§ **Task instructions**
Please format the stretch of lines from the one containing "out the dry" through the one containing "[(183, 186), (344, 220), (81, 248), (560, 229)]" as a Markdown table with the columns Row and Line, numbering each row and skipping blank lines. Leave the pictures out of the table.

§ **Information shown**

## begin

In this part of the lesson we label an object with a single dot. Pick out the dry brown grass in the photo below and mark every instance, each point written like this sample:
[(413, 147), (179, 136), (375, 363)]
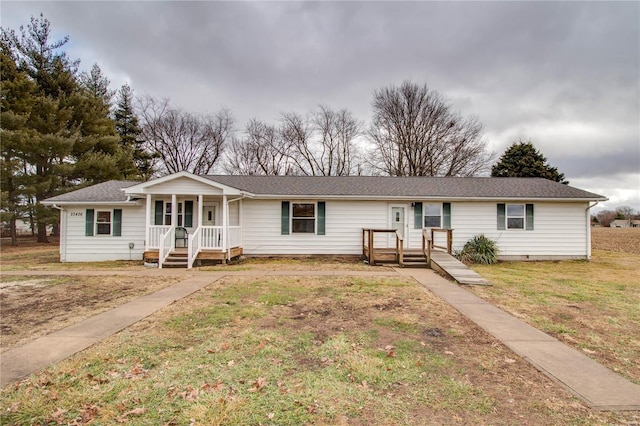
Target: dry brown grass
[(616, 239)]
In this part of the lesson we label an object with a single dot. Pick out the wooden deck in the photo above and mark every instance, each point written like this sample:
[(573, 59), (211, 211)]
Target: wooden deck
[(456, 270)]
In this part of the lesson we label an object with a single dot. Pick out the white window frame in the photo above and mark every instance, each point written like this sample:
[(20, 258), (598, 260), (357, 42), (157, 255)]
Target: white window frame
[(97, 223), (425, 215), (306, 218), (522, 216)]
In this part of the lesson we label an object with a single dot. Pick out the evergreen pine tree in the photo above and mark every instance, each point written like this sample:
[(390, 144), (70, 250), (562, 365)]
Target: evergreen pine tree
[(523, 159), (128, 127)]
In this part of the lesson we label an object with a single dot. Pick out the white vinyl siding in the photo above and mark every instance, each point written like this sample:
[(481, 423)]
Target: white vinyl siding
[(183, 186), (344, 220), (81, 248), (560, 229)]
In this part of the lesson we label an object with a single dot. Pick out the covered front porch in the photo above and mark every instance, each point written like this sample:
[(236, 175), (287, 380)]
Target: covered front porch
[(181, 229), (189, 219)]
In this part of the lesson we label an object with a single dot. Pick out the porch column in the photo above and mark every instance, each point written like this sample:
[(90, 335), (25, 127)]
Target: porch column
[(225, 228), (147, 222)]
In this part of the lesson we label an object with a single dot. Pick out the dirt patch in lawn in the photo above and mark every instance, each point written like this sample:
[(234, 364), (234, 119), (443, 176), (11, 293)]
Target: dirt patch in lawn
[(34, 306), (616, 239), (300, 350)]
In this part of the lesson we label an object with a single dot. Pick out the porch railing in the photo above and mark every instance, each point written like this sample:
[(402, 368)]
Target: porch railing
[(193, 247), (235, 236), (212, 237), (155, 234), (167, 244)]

## end
## begin

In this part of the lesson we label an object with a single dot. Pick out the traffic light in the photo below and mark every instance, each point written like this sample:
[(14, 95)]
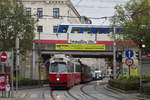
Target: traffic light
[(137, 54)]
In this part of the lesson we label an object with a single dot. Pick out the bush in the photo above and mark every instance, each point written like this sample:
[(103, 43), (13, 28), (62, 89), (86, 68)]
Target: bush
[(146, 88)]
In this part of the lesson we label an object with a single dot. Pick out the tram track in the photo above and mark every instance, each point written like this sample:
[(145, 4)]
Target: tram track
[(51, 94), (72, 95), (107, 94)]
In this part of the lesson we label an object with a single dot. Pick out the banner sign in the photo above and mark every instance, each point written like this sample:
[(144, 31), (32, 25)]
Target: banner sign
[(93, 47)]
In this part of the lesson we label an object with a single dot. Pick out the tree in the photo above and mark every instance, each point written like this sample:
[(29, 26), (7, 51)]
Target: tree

## end
## begin

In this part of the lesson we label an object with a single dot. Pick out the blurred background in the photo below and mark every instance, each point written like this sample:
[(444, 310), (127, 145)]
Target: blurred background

## end

§ **Response**
| Row | Line |
|---|---|
| 1 | In this part of the lesson we label an object with a single dot. Pick out the dry brown grass in the photo below and mark every instance, each point written like this sample: |
| 2 | [(413, 147), (179, 136), (375, 363)] |
| 3 | Target: dry brown grass |
| 4 | [(616, 239)] |
| 5 | In this part of the lesson we label an object with a single dot. Pick out the wooden deck in the photo above and mark every instance, each point written like this sample: |
| 6 | [(573, 59), (211, 211)] |
| 7 | Target: wooden deck |
| 8 | [(456, 270)] |
| 9 | In this part of the lesson we label an object with a single dot. Pick out the white window frame in the photo above and mark every instance, each point written like this sample: |
| 10 | [(20, 258), (598, 260), (357, 42), (157, 255)] |
| 11 | Target: white window frame |
| 12 | [(97, 223), (425, 215), (306, 218), (522, 216)] |
| 13 | In this part of the lesson we label an object with a single dot. Pick out the evergreen pine tree in the photo above and mark every instance, each point written like this sample: |
| 14 | [(390, 144), (70, 250), (562, 365)] |
| 15 | Target: evergreen pine tree |
| 16 | [(523, 159), (128, 127)] |
| 17 | In this part of the lesson we label an object with a single dot. Pick out the white vinyl siding in the photo above and mark every instance, each point written like this sample: |
| 18 | [(481, 423)] |
| 19 | Target: white vinyl siding |
| 20 | [(183, 186), (344, 220), (81, 248), (560, 229)] |